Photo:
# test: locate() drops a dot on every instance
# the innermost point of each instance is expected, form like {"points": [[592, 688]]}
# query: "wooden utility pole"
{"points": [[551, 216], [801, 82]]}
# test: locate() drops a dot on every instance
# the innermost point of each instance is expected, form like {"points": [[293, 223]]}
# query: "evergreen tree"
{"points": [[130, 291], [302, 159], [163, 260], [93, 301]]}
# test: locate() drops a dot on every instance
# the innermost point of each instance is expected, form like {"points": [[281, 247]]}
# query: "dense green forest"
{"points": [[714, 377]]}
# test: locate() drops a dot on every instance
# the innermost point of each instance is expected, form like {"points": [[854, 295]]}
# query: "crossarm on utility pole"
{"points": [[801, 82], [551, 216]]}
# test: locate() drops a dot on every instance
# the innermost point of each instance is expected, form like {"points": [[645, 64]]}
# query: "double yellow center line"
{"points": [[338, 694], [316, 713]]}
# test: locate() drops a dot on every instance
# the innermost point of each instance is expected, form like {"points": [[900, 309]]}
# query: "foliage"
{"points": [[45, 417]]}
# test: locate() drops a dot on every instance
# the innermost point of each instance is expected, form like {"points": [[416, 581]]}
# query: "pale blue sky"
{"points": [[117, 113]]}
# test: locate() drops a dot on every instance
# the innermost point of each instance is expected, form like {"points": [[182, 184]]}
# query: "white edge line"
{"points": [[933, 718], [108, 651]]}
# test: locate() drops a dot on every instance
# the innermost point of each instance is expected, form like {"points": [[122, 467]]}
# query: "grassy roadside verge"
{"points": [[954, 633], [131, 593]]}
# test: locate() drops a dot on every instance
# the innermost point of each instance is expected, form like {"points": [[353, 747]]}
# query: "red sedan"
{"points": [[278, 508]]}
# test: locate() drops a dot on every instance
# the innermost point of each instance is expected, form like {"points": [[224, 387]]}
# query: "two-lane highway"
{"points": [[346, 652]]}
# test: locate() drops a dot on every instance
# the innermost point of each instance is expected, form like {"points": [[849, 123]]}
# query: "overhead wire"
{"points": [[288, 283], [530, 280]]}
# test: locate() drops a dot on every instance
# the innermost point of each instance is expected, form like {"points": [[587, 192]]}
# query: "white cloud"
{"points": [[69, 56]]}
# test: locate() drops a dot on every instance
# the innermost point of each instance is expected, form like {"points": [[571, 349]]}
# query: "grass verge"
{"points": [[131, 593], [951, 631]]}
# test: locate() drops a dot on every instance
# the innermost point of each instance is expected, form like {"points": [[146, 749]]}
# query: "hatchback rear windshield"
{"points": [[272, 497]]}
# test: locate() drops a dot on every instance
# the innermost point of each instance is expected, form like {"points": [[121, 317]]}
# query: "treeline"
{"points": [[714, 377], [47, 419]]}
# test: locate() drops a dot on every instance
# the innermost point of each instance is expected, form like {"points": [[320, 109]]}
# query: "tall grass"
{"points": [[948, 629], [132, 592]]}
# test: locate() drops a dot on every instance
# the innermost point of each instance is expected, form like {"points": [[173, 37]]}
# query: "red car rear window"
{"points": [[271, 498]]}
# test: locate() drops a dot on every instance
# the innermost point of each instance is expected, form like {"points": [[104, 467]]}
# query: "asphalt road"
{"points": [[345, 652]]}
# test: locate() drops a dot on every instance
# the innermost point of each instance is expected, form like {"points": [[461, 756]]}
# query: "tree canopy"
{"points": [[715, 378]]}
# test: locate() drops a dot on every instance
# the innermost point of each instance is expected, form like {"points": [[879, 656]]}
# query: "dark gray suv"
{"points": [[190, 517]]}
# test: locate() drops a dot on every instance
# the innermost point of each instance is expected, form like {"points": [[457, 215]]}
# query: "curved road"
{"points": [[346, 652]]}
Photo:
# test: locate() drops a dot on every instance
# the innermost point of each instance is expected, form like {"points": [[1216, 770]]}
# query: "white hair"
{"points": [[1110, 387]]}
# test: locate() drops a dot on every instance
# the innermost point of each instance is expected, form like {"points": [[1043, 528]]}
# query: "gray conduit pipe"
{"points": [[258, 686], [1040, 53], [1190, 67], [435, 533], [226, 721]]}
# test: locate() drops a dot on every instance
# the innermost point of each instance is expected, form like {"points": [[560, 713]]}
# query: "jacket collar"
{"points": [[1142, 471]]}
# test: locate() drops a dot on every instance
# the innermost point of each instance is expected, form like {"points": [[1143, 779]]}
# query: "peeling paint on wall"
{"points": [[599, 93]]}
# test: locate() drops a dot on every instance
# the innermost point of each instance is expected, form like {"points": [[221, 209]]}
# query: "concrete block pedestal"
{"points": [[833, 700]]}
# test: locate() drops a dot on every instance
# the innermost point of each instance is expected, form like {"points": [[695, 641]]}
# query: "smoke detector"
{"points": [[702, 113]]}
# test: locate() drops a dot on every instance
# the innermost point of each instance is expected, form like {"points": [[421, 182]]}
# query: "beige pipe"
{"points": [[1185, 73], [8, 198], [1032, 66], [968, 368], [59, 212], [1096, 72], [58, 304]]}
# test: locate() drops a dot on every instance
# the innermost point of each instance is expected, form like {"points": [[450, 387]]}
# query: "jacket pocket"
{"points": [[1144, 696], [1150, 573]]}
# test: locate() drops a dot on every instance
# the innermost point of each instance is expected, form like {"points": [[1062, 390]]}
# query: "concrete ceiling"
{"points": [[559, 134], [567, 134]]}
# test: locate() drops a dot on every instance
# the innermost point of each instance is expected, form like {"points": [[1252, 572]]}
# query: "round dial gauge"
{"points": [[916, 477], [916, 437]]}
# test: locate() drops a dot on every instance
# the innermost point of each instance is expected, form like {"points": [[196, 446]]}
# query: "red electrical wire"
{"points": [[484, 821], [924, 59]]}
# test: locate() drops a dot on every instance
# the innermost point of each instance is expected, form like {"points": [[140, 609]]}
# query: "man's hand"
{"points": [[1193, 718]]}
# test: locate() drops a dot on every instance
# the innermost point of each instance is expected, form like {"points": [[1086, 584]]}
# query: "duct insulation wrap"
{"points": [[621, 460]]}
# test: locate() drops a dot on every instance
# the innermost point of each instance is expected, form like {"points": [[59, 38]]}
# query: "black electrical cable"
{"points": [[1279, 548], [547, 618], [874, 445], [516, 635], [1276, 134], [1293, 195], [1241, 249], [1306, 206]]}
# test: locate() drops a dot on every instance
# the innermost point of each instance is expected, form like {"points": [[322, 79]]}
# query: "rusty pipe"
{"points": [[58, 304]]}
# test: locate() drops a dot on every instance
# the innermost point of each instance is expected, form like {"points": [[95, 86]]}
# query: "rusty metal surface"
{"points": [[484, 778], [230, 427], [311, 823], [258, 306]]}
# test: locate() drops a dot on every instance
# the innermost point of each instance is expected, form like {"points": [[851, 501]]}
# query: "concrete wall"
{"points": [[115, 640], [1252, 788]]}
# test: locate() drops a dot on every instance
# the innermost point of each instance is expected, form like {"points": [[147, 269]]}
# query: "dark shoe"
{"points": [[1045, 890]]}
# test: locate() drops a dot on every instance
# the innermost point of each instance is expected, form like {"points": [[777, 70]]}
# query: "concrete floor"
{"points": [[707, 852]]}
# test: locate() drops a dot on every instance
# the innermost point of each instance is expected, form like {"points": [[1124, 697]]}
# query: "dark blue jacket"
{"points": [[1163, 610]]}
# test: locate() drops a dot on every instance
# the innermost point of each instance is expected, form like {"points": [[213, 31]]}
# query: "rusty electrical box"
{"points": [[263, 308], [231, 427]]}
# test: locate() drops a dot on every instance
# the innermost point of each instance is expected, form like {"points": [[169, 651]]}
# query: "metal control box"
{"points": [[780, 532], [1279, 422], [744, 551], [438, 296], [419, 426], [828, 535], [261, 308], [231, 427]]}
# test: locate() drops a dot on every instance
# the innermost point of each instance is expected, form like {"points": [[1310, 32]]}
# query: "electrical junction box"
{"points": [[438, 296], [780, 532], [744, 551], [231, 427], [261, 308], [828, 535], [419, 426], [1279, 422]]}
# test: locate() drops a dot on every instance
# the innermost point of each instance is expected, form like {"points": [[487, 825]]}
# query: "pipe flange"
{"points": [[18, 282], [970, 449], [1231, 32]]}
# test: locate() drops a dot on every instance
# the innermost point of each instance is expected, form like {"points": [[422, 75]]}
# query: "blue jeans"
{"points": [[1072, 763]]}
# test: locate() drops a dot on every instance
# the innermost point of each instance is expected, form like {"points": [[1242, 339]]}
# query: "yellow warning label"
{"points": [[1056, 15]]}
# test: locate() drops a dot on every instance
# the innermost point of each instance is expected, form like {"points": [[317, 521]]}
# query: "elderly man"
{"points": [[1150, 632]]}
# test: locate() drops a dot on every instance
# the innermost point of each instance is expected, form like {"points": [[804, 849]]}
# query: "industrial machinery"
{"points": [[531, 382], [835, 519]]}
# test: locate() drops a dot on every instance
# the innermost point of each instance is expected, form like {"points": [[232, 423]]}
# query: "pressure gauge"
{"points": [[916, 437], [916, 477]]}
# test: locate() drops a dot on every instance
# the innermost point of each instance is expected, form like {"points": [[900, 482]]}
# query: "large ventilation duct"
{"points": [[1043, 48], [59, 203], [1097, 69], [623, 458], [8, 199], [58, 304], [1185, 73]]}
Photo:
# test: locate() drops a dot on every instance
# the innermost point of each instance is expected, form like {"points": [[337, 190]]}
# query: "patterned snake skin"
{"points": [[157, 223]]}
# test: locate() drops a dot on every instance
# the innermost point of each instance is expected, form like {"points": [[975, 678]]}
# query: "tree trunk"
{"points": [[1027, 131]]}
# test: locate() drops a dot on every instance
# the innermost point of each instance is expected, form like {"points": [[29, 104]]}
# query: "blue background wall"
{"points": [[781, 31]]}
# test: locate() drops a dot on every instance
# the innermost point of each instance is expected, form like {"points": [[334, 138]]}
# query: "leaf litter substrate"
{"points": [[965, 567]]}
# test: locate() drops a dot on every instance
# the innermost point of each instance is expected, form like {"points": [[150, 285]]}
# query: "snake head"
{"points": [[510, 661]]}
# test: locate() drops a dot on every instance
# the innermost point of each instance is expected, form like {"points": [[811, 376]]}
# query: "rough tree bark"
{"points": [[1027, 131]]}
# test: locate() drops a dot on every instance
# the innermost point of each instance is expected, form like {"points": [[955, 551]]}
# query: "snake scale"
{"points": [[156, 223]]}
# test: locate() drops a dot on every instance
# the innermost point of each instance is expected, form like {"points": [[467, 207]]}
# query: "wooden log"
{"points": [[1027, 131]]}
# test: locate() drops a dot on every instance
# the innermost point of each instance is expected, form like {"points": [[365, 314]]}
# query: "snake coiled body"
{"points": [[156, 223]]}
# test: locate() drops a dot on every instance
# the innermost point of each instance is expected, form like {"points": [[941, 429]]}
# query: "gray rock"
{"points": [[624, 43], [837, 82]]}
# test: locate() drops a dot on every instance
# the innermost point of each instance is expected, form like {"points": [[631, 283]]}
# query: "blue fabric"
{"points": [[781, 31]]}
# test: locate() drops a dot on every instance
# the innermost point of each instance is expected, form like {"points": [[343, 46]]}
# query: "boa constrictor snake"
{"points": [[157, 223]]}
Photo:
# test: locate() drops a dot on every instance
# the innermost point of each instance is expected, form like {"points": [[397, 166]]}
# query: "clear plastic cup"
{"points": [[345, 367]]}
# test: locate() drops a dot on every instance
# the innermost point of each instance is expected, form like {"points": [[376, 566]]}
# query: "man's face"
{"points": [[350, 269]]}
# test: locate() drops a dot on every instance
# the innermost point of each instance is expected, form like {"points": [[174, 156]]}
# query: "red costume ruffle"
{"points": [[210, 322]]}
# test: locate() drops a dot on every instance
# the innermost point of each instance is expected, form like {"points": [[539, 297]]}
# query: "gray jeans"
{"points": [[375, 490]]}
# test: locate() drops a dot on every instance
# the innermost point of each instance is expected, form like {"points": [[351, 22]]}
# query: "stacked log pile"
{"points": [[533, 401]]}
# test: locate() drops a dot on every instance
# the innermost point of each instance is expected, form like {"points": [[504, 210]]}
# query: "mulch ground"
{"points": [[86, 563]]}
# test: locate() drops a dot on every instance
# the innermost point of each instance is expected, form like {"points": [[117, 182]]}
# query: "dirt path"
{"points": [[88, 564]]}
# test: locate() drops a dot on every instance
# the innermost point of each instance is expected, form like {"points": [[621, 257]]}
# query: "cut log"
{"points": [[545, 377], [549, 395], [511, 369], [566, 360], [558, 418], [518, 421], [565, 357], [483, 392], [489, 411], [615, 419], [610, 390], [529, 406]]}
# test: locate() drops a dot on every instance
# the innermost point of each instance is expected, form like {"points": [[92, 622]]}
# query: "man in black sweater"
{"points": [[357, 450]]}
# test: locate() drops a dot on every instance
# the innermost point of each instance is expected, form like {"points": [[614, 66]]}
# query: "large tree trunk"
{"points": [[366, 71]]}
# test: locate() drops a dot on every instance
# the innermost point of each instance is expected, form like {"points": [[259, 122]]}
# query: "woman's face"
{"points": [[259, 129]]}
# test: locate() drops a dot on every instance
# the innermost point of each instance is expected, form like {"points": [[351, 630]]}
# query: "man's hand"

**WHAT TO WORK ON**
Tally the lines of the records that contain the string "rear", and reply with only that number.

**CORRECT ANSWER**
2